§ **Text shown**
%%

“What is that?”
My parents and I stood over her, questioning what we noticed on her back left leg above her paw. After seven years of happy memories, it just appeared one day. None of us noticed it before. It wasn’t very big yet, so we tried to convince ourselves it was normal.
“It’s probably nothing.”
How could we say this was nothing?
Months passed. January became February. February became March. It got bigger. What was once a grape-sized bump on Daisy’s leg turned into a pretty large, golf ball-sized lump and it started to concern us. My parents took her to our vet while I was in school.
That was the worst day of my life.
I got in the car with my mom after what was just a normal day of school for me. I was happy, telling her about my day, whatever test I took that day and whatever I talked about with my friends at lunch. Then I remembered. “Oh, how did the vet go with Daisy?” She broke down. My mood changed immediately. She told me, between her cries, that the vet said the lump was cancerous and too large to remove so they would have to amputate her entire leg to get rid of it. I cried the entire ride home.
When I arrived at home, I ran inside, threw my bag down and wrapped my arms around Daisy. Was she going to be able to survive with only three legs? Would it be harder for her to navigate her surroundings? Would she be able to play with me again? Our life would never be the same. This was my Daisy, my best friend and my puppy I got when she was only eight weeks old. I was just a little kid, only 6 years old, when she joined our family. My parents insisted that they would get a second opinion on how to handle her situation, except time was ticking and her lump was only growing bigger.

%%

§ **Data for review**
%%

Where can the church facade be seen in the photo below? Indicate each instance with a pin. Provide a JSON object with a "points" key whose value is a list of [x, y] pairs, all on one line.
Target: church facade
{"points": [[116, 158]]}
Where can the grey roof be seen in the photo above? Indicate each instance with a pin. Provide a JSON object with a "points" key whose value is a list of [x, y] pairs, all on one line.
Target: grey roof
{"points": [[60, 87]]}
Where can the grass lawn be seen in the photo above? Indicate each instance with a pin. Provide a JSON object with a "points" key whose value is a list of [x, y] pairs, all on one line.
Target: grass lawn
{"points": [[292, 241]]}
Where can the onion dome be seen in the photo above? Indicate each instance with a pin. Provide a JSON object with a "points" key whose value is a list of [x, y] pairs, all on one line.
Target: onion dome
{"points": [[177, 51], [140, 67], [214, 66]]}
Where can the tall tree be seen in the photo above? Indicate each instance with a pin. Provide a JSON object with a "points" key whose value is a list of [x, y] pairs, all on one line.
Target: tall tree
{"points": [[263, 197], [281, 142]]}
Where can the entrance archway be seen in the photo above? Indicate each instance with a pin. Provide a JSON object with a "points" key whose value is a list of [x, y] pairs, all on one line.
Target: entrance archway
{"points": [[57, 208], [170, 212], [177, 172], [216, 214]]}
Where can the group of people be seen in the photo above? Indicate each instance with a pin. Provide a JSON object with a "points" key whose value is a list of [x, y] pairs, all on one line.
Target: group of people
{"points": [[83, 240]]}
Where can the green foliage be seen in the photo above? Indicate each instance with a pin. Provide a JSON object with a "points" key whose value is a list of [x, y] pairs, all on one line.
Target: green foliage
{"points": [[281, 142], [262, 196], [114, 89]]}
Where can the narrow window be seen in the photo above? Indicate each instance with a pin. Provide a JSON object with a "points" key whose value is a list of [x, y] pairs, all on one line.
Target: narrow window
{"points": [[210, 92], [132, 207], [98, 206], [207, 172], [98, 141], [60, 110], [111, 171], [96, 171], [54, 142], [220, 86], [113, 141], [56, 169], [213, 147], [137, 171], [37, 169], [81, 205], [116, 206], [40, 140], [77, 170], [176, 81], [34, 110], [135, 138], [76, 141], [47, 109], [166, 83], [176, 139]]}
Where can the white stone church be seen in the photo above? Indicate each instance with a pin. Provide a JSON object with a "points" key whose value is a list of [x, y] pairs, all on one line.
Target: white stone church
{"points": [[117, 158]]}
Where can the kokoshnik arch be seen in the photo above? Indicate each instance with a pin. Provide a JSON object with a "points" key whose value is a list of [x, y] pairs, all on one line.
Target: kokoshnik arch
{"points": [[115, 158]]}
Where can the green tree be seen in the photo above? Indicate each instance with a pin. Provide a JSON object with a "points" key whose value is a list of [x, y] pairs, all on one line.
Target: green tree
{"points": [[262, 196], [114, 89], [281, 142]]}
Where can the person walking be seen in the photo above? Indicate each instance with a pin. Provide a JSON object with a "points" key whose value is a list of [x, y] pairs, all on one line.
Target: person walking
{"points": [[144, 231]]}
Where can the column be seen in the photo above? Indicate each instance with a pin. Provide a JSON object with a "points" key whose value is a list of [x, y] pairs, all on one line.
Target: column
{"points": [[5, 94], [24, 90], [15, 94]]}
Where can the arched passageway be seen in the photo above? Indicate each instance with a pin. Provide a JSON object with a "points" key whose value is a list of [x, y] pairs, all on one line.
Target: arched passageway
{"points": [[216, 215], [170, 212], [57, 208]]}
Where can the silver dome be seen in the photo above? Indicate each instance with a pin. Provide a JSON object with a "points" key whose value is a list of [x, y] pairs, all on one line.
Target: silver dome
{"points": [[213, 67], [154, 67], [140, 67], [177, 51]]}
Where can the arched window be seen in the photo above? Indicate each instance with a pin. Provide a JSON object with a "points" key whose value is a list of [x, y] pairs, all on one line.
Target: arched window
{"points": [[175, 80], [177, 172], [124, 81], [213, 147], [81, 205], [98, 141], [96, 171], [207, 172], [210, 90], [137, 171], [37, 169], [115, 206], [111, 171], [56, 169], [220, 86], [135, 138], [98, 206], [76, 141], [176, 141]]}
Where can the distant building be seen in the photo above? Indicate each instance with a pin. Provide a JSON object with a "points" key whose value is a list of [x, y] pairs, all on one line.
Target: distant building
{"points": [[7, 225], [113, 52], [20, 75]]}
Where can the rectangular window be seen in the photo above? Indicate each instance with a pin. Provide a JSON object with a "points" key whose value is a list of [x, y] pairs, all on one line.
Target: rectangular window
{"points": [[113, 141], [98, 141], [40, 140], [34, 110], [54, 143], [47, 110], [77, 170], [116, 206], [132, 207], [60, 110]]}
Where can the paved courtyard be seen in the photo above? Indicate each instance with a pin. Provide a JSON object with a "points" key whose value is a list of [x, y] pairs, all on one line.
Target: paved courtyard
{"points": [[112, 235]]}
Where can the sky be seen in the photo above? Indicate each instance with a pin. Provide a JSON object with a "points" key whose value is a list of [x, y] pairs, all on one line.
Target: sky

%%

§ **What to do**
(a) In the text about Daisy, how old was the narrator when Daisy joined the family?
(b) From the text about Daisy, write out the passage beginning at the words "My parents and" and ending after the words "was in school.".

§ **Answers for this exercise**
(a) The narrator was 6 years old.

(b)
My parents and I stood over her, questioning what we noticed on her back left leg above her paw. After seven years of happy memories, it just appeared one day. None of us noticed it before. It wasn’t very big yet, so we tried to convince ourselves it was normal.
“It’s probably nothing.”
How could we say this was nothing?
Months passed. January became February. February became March. It got bigger. What was once a grape-sized bump on Daisy’s leg turned into a pretty large, golf ball-sized lump and it started to concern us. My parents took her to our vet while I was in school.